**Yapılacak İşler**
A: Aşağıdaki üç ifadenin okuma parçasıyla uyuşup uyuşmadığını belirtin. Her biri için evet ya da hayır deyip sonucu belirleyen sözleri parçadan aynen alıntılayın.
(i) Yerel mahkeme, ödenen taviz bedelinin faiziyle birlikte davalıdan tahsiline karar vermiştir.
(ii) Davalı vekiline göre vakıf şerhi taşınmazın yeni tapu kaydına da işlenmiştir.
(iii) Yerel mahkeme, hükmün bozulmasının ardından önceki kararında direnmiştir.
B: Dava, 5304 sayılı Kanun'un getirdiği hüküm yürürlüğe girdikten sonra açılmıştır. Yerel mahkemenin bu değişikliği davada neden uygulamadığını okuma parçasına dayanarak lütfen bir ila üç cümleyle açıklayın.

**Okuma Parçası**
Davalı Vakıflar Genel Müdürlüğü vekili, dava konusu taşınmazın kök
tapu kaydında vakıf şerhinin mevcut olduğunu ancak yeni kayda
işlenmediğini, taviz bedeli ödenmedikçe taşınmazın vakıfla ilgisinin
devam edeceğini, 5304 sayılı Kanun’la 3402 sayılı Kanun’un 12/3.
maddesinde yapılan değişiklik uyarınca, vakıf şerhinin işlenmesi
yönünden 10 yıllık hak düşürücü sürenin de söz konusu olmadığını
cevaben bildirmiştir.
Yerel mahkeme; taviz bedeline konu taşınmazın kesinleşen kadastro
tutanağında vakfın hakkı olduğuna dair herhangi bir tespitin
bulunmadığı, vakıf şerhinin davalının tek taraflı talebiyle ve
tutanağın kesinleşmesinin üzerinden 3402 sayılı Kanun’un 12/3.
maddesinde öngörülen 10 yıllık süre geçtikten sonra konulduğu, bunun
hukuka uygun olmadığı, bu şekilde konulmuş şerh nedeniyle davalının
taviz bedeli almasının sebepsiz zenginleşmeye yol açtığı
gerekçesiyle davanın kabulüne, ödenen 1.693,10 YTL taviz bedelinin
dava tarihinden itibaren yasal faizi ile birlikte davalıdan
tahsiline karar vermiş; davalı vekilinin temyizi üzerine hüküm Özel
Daire’ce metni yukarıda bulunan ilamla bozulmuş; yerel mahkeme,
gerekçesini tekrarlayarak
ve ayrıca, 02.04.2004 tarih ve 2003/1 Esas-2004/1 Karar sayılı İBK
gereğince vakıf şerhinin tapu sicilinden silinmesi ya da yazılmasına
ilişkin istemlerin 10 yıllık hak düşürücü süre içinde yapılması
gerektiği, her ne kadar 5304 sayılı Kanun, tapu kayıtlarında
icareteyn veya mukataalı olduğuna dair vakıf şerhi bulunan
taşınmazlarda 10 yıllık hak düşürücü süreyi öngören 12/3. maddenin
uygulanmayacağı hükmünü getirmiş ve dava bu hüküm yürürlüğe
girdikten sonra açılmış ise de; Kadastro Kanunu’ndaki bu
değişikliğin eldeki davada uygulanmasının, kanunun geçmişe
yürütülmesi anlamına geleceği, bunun da hukuken mümkün bulunmadığı
gerekçesiyle önceki kararında direnmiştir.

**Kayıtlı Veriler**
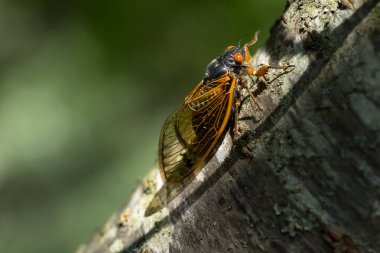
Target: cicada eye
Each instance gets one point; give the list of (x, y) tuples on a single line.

**Görev Yanıtları**
A:
(i) Evet: "ödenen 1.693,10 YTL taviz bedelinin dava tarihinden itibaren yasal faizi ile birlikte davalıdan tahsiline karar vermiş"
(ii) Hayır: "kök tapu kaydında vakıf şerhinin mevcut olduğunu ancak yeni kayda işlenmediğini"
(iii) Evet: "gerekçesiyle önceki kararında direnmiştir"

B: Yerel mahkemeye göre Kadastro Kanunu'ndaki bu değişikliğin eldeki davada uygulanması, kanunun geçmişe yürütülmesi anlamına gelir. Bu da hukuken mümkün değildir.